CHALLENGE. Exactly reproduce each line of the listing that follows.

## begin DATASET EXTRACT

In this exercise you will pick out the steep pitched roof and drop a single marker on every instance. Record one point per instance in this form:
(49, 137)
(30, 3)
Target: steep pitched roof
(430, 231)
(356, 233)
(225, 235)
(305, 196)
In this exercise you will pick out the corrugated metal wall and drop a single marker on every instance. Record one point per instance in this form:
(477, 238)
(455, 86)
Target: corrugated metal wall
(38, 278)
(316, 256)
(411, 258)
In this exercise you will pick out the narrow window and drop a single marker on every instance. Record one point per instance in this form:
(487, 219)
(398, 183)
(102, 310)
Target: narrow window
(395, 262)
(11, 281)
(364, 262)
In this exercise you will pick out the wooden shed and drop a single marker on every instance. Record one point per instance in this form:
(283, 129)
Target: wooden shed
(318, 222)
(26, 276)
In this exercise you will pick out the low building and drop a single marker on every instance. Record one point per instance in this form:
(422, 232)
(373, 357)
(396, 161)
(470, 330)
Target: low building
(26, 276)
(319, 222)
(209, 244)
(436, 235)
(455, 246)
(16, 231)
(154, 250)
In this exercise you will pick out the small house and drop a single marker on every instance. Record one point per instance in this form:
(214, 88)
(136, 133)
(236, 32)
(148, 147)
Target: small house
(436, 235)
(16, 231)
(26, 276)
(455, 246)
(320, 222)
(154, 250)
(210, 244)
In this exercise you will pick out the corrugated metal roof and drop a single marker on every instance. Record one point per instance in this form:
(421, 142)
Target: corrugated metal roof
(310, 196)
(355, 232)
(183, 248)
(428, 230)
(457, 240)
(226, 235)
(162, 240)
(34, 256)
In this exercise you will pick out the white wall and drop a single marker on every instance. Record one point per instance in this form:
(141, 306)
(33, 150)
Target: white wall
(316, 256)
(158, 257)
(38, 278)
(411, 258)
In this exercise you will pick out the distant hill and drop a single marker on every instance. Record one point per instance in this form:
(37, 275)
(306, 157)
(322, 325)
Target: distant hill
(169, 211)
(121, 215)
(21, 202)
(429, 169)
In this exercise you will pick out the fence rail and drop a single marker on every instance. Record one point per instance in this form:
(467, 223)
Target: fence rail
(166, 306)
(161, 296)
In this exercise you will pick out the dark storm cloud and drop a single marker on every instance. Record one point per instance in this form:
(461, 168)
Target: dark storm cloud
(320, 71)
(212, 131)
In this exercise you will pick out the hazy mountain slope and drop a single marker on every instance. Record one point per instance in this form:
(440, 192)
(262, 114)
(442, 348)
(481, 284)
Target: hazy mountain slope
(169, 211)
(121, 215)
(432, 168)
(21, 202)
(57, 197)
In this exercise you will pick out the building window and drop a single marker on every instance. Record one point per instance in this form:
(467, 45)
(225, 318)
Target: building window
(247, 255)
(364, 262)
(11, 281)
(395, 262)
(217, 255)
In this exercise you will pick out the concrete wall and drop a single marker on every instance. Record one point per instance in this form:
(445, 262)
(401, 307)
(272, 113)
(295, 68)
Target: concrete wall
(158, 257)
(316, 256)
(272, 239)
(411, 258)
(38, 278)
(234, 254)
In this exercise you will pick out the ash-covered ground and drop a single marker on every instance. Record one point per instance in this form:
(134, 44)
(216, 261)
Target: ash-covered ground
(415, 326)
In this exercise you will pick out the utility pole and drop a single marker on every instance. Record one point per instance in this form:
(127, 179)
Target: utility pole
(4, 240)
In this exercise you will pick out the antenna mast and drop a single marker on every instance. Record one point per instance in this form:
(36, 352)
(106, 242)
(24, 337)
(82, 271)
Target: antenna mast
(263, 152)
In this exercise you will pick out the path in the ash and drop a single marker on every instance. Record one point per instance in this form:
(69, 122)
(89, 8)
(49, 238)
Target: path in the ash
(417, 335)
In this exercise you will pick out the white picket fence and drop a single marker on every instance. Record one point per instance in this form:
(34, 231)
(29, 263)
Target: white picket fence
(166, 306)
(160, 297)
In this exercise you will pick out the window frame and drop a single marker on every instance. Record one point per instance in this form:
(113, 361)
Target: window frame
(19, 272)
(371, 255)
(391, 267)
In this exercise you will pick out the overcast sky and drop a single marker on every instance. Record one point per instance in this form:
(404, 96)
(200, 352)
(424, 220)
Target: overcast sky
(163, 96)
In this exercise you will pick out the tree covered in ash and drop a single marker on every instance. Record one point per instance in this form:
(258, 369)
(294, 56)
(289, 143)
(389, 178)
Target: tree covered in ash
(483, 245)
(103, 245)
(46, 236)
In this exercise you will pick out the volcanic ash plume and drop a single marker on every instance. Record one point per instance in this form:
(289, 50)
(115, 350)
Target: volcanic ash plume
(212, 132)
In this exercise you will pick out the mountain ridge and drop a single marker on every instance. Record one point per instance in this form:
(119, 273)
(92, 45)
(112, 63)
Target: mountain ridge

## end DATASET EXTRACT

ANSWER.
In this exercise you will pick out the steep pitched roof and drop a single marker on every instance. Record one point per instance in this form:
(49, 137)
(30, 3)
Target: steep pitched roof
(430, 231)
(356, 233)
(225, 235)
(305, 196)
In this exercise you will pick out the corrugated metal wall and drop a single marker on every instance. Record one point per instance in this form:
(477, 238)
(455, 86)
Target: corrugated metal wall
(38, 278)
(316, 256)
(411, 258)
In this exercise you will pick out the narrow window and drop a single marker on every instance. Record one point per instance in this form:
(487, 219)
(398, 183)
(102, 310)
Target: narrow window
(395, 262)
(11, 281)
(364, 262)
In this exercise you will pick out the wooden shed and drop a single marker on every instance. Record one point per instance in this form:
(283, 129)
Target: wooden shed
(318, 222)
(26, 276)
In this exercise you will pick out the low building and drop a single marker on every instance. Record one point per instance in this form:
(422, 232)
(373, 357)
(396, 161)
(470, 330)
Target: low building
(26, 276)
(319, 222)
(209, 244)
(436, 235)
(455, 246)
(16, 231)
(154, 250)
In this exercise you will pick out the small house and drop a single marker on every instance. Record one point per instance in this form:
(214, 88)
(136, 133)
(236, 32)
(148, 147)
Target: small house
(436, 235)
(16, 231)
(26, 276)
(455, 246)
(320, 222)
(154, 250)
(210, 244)
In this exercise you will pick out the corrugated metal roof and drop a single marker on every instance. Record one point per instance in this form:
(421, 142)
Target: corrugated metal roof
(310, 196)
(355, 232)
(183, 248)
(428, 230)
(457, 240)
(226, 235)
(162, 240)
(34, 256)
In this exercise you will pick out the white wall and drop a single marker on every instance. Record one point per instance in this form:
(141, 306)
(33, 150)
Target: white wall
(316, 256)
(158, 257)
(38, 278)
(411, 258)
In this exercise you will pick out the distant hill and drop a single marker on every instance. Record one point per instance in this form:
(37, 275)
(306, 157)
(322, 325)
Target: distant hill
(169, 211)
(121, 215)
(21, 202)
(429, 169)
In this exercise you will pick out the fence rail and drop a single marker on every instance. Record one point per instance in this form:
(467, 223)
Target: fence rail
(166, 306)
(161, 296)
In this exercise you will pick out the dark storm cloud and drop a single marker on every instance. Record one point per instance in this form:
(461, 168)
Target: dark storm cloud
(320, 71)
(212, 131)
In this exercise you will pick out the hazy mountain slope and drop a single marker on every instance. Record one point per instance in this form:
(440, 192)
(262, 114)
(442, 348)
(481, 284)
Target: hazy mountain slope
(169, 211)
(121, 215)
(432, 168)
(21, 202)
(57, 197)
In this exercise you will pick out the building window and drop a single marker on every instance. Record one point per instance in this form:
(467, 45)
(225, 318)
Target: building window
(247, 255)
(364, 262)
(11, 281)
(395, 262)
(217, 255)
In this exercise you will pick out the concrete wall and drop a single marker on every instance. Record one point per instance in this form:
(445, 262)
(401, 307)
(272, 113)
(295, 68)
Target: concrete wall
(158, 257)
(316, 256)
(272, 239)
(411, 258)
(38, 278)
(234, 254)
In this exercise you will pick out the ash-covered ground and drop a single marker on every instance. Record one point per instance in this form:
(134, 44)
(216, 261)
Target: ash-covered ground
(415, 326)
In this exercise you will pick out the utility pole and drop a single marker on every instance. Record one point per instance in this form:
(127, 179)
Target: utility pole
(4, 240)
In this exercise you will pick out the antenna mast and drop a single marker on every instance. Record one point per instance in this form:
(36, 352)
(106, 242)
(24, 337)
(82, 271)
Target: antenna mast
(263, 152)
In this exercise you will pick out the path in the ash and drop a single marker on every instance. Record one point per instance in this form:
(69, 122)
(89, 8)
(49, 238)
Target: path in the ash
(417, 335)
In this exercise you will pick out the white picket fence and drop a single marker on every instance. Record one point per instance in this form:
(34, 231)
(29, 263)
Target: white picket fence
(166, 306)
(160, 297)
In this exercise you will pick out the window frame and drop a single marker on every instance. Record one point per instance in this form:
(113, 361)
Target: window frame
(19, 272)
(371, 255)
(391, 267)
In this exercise you will pick out the overcast sky and drop a single marker on every instance. Record one point per instance in this form:
(404, 96)
(200, 352)
(424, 220)
Target: overcast sky
(163, 96)
In this exercise you will pick out the tree covered in ash and drop a single marker on every instance. Record one point per instance in this form:
(258, 369)
(294, 56)
(289, 143)
(389, 178)
Target: tree covered in ash
(483, 245)
(103, 245)
(46, 236)
In this exercise you will pick out the volcanic ash plume and drop a single marker on every instance. Record one point per instance in this form:
(289, 50)
(115, 350)
Target: volcanic ash plume
(212, 132)
In this exercise you will pick out the mountain ridge and drop a single marker on every instance. Record one point per instance in this form:
(119, 273)
(92, 45)
(112, 63)
Target: mountain ridge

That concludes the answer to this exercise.